◆ **Source passage**:
[Start]
After the decision to start a business has been made the next step is goal setting.
Making money is not a goal. Making buggy whips out of cowhide that satisfies the customer’s wishes for a long lasting and effective device to encourage a faster and more responsive horse, for example, would be an example of a good starting point.
The more specific the plan the better, if the material is relevant. Excessive wordiness just to provide good “throw weight” to the document is OK for presentations to a professor or a banker or anyone else who is concerned more with form that function but what the manager needs is the essentials, clearly presented, in a living document.
Plans, and especially those that include a detailed financial budget, are usually outdated from the minute they are put to print. So why do it? Because goal setting is the end in and of itself. Without a goal (Driving to San Francisco? How do you plan to get there?) the enterprise is destined to wander aimlessly about with no real benchmark to judge progress (or lack thereof) or to recognize both the need to change and the way in which change in one area affects other aspects of the operation.
One of the problems with newly minted entrepreneurs is that they not only believe in their product but they fall in love with it and, as anyone who has ever been in love knows, being in love is not a rational process. Yet rationalizations for continuing with a bad (in love with) idea are rife. If only I could spend a little more time making it perfect, if I could only have more money to make it perfect, if only the marketing guy could find the right way to explain why the FEATURES of my product are better, if the price were lower, if the price were higher, if the product was green instead of blue, and so on are only a few examples of reasons to throw good money after bad on a true-love concept that will never come to fruition.
Once the business plan (goals) has been established it is important to follow the plan or have a good, stated reason to change. If the first priority of the plan is to design a business card (in this case, probably the least productive use of anyone’s time) then designing the business card must be worked out before ANYTHING else is attempted. It is always better to do what is necessary for success than to do what is fun but does not contribute to the stated goal. Like any good karaoke singer with new music, it is essential to keep an eye on the bouncing ball and constantly pay attention to the notes and the score.
[End]
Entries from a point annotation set
[Start]
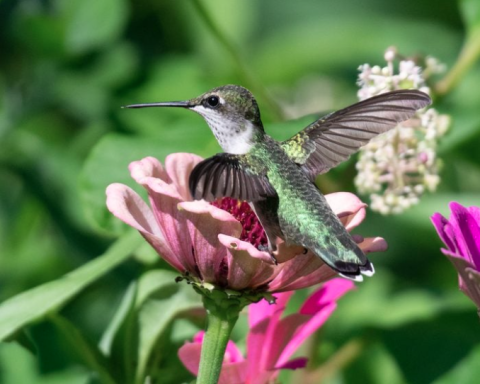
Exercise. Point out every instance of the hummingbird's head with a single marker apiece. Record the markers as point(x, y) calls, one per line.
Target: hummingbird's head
point(231, 113)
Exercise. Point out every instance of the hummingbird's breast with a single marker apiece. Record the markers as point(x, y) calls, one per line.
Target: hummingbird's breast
point(235, 135)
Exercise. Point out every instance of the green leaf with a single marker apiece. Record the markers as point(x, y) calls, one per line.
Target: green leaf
point(154, 318)
point(438, 345)
point(471, 14)
point(123, 311)
point(466, 371)
point(17, 366)
point(93, 24)
point(34, 304)
point(89, 354)
point(146, 312)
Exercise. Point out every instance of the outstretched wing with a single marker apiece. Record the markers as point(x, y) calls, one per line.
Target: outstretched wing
point(227, 175)
point(333, 138)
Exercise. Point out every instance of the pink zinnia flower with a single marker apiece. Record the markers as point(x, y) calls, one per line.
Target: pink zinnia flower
point(461, 235)
point(218, 243)
point(272, 340)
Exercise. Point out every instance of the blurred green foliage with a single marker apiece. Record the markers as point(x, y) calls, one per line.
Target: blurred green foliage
point(67, 66)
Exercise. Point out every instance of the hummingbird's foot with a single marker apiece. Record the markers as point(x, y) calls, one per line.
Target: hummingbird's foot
point(266, 248)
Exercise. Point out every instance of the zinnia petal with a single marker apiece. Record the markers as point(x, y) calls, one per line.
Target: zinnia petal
point(129, 207)
point(204, 223)
point(467, 233)
point(178, 167)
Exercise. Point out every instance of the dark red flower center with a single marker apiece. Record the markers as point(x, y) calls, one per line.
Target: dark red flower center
point(252, 230)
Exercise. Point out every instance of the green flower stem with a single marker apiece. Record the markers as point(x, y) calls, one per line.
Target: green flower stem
point(221, 316)
point(468, 56)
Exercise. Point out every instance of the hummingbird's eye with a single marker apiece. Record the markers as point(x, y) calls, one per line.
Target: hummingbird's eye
point(213, 101)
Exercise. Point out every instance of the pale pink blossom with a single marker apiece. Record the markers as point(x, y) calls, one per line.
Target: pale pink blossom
point(211, 245)
point(272, 339)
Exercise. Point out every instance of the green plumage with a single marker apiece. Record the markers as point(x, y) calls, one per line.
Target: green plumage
point(277, 178)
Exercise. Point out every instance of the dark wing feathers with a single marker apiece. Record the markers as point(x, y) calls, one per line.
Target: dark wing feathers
point(333, 138)
point(224, 175)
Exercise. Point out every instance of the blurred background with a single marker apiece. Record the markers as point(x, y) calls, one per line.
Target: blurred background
point(67, 66)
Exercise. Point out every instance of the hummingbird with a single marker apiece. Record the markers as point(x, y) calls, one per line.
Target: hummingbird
point(277, 178)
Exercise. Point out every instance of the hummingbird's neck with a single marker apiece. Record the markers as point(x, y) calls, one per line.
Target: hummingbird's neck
point(235, 135)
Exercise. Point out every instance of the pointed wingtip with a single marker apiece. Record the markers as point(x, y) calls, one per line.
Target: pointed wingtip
point(356, 278)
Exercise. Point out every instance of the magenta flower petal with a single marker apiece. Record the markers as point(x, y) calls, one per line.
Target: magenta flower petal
point(129, 207)
point(328, 293)
point(440, 223)
point(467, 233)
point(204, 222)
point(317, 309)
point(246, 267)
point(272, 339)
point(219, 243)
point(179, 166)
point(461, 235)
point(469, 278)
point(299, 362)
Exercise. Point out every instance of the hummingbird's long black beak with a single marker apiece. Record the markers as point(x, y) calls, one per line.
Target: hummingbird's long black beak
point(177, 104)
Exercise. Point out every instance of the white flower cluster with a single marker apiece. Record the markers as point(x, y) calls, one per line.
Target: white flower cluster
point(397, 167)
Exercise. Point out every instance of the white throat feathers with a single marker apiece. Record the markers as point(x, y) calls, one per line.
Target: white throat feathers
point(234, 137)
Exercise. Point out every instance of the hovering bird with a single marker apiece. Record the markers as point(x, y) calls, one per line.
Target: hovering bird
point(277, 178)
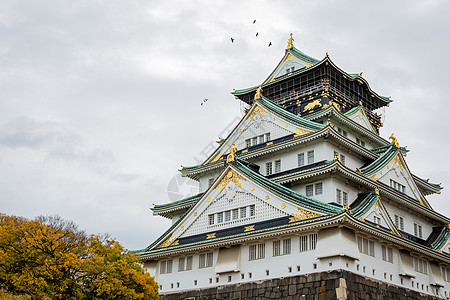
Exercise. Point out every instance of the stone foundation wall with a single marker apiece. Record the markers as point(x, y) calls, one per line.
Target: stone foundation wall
point(337, 284)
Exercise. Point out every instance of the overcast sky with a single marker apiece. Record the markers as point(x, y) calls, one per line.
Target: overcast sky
point(100, 100)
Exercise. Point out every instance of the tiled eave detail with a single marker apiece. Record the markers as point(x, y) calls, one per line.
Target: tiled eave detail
point(385, 190)
point(399, 241)
point(326, 132)
point(344, 219)
point(426, 187)
point(169, 210)
point(332, 111)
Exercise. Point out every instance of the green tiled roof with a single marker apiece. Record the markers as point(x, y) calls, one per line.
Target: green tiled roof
point(303, 56)
point(179, 201)
point(272, 106)
point(387, 153)
point(285, 192)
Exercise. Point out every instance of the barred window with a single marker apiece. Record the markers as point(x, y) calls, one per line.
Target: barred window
point(338, 196)
point(165, 267)
point(366, 246)
point(235, 214)
point(387, 254)
point(418, 230)
point(269, 168)
point(310, 190)
point(318, 188)
point(205, 260)
point(256, 251)
point(220, 217)
point(420, 265)
point(308, 242)
point(276, 248)
point(277, 166)
point(252, 210)
point(243, 211)
point(310, 156)
point(301, 159)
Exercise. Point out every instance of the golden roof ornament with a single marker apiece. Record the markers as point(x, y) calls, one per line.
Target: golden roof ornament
point(290, 42)
point(394, 141)
point(258, 93)
point(232, 154)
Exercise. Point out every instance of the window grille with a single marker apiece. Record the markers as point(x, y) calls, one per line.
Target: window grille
point(269, 168)
point(301, 159)
point(319, 188)
point(277, 166)
point(310, 190)
point(310, 156)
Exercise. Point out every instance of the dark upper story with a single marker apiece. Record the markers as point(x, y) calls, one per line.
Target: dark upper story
point(313, 87)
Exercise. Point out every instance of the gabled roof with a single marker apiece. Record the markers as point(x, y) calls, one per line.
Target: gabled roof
point(261, 106)
point(242, 170)
point(311, 64)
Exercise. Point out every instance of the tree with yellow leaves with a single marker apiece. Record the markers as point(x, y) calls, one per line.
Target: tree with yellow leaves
point(49, 258)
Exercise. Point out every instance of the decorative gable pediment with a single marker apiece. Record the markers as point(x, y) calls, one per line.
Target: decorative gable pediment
point(259, 126)
point(396, 174)
point(234, 204)
point(359, 116)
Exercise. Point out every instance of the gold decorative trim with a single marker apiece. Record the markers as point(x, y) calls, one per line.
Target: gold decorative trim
point(169, 241)
point(257, 110)
point(300, 132)
point(303, 215)
point(230, 176)
point(249, 228)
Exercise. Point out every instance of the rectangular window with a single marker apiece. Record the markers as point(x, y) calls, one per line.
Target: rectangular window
point(310, 157)
point(276, 248)
point(228, 215)
point(220, 217)
point(269, 168)
point(366, 246)
point(261, 139)
point(418, 230)
point(338, 196)
point(252, 210)
point(205, 260)
point(235, 214)
point(301, 159)
point(420, 265)
point(278, 166)
point(181, 264)
point(243, 211)
point(318, 188)
point(256, 251)
point(287, 246)
point(189, 261)
point(165, 267)
point(308, 242)
point(387, 254)
point(309, 190)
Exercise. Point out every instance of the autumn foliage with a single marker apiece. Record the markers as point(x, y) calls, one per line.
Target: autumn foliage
point(49, 258)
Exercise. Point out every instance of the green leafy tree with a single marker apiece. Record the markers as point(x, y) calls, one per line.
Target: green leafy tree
point(49, 258)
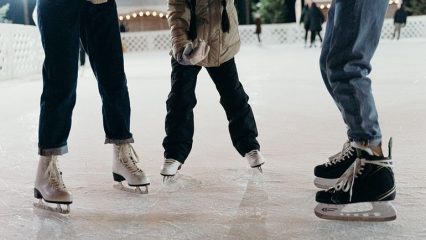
[End]
◆ **To do**:
[a] For each statement, answer yes or no according to the passage on business goal setting, quoting the exact words that decide it. (i) Making money counts as a goal. (ii) Plans with a detailed financial budget tend to be outdated as soon as they are printed. (iii) Falling in love with one's product is a rational process.
[b] Extend the passage on business goal setting, picking up after its final sentence.
These lines have no connection to the passage on business goal setting.

◆ **Written responses**:
[a]
(i) No: "Making money is not a goal."
(ii) Yes: "Plans, and especially those that include a detailed financial budget, are usually outdated from the minute they are put to print."
(iii) No: "being in love is not a rational process."

[b]
Plans are also essential for keeping everyone in the organization “on the same page.”
Using the same driving trip analogy, when several vehicles are going to the same place it is probably best to follow the same route, more or less. If the CEO keeps changing direction without forethought and without focusing on the final destination, then everyone will become frustrated from the wasted time and energy spent in retracing roads already traveled. Quality employees, who are frustrated, quit. A CEO who cannot plan should hire someone who can and make certain the new hire understands the need and use of this all-important process.
Presuming that a decision has been made as to what business to be in, the next consideration is the potential for profit.
Formulating a financial plan will help determine the resources in terms of labor, equipment, cash and materiel sufficient to begin and continue the enterprise. It is often said that many businesses fail because of a lack of funding. Not true! Businesses always fail because the management was incompetent and unable to plan for the resources needed for success. A business that runs out of cash did not have enough available to start with and was run by a management team that simply misunderstood the dynamics of the resources that lead to sufficient working capital.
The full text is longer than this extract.